_SUPPLIED DATA_:
_ _ _ _ _ _ _
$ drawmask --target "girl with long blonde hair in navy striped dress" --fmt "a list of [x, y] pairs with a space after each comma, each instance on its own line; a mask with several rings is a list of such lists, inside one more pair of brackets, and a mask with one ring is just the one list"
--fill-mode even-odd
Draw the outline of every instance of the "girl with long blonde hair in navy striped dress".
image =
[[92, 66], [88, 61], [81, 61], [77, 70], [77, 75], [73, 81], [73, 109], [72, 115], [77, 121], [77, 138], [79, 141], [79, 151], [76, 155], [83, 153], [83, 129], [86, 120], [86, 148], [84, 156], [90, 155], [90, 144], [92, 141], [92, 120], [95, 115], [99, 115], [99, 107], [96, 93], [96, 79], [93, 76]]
_ _ _ _ _ _ _
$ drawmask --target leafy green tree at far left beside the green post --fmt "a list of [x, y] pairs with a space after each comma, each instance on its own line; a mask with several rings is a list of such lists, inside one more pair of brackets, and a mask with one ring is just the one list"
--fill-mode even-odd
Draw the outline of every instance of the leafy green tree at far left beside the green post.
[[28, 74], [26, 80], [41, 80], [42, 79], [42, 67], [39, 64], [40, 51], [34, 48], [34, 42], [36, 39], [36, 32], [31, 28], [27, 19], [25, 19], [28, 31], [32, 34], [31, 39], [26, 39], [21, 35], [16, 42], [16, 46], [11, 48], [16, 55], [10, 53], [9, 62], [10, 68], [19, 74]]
_ _ _ _ _ _ _
_WHAT THIS TASK INVOLVES_:
Show the lines of the records that include the string "target".

_SOLUTION FOR THIS TASK_:
$ drawmask --target "girl with long blonde hair in navy striped dress" --fmt "a list of [x, y] pairs with a space after each comma, each instance on its own line; a mask with several rings is a list of such lists, inside one more pair of brackets, and a mask with one ring is just the one list"
$ drawmask --target leafy green tree at far left beside the green post --fmt "a list of [x, y] pairs with a space after each comma, each instance on its own line; a mask with several rings is a list of such lists, inside one more pair of brackets, and a mask with one ring is just the one list"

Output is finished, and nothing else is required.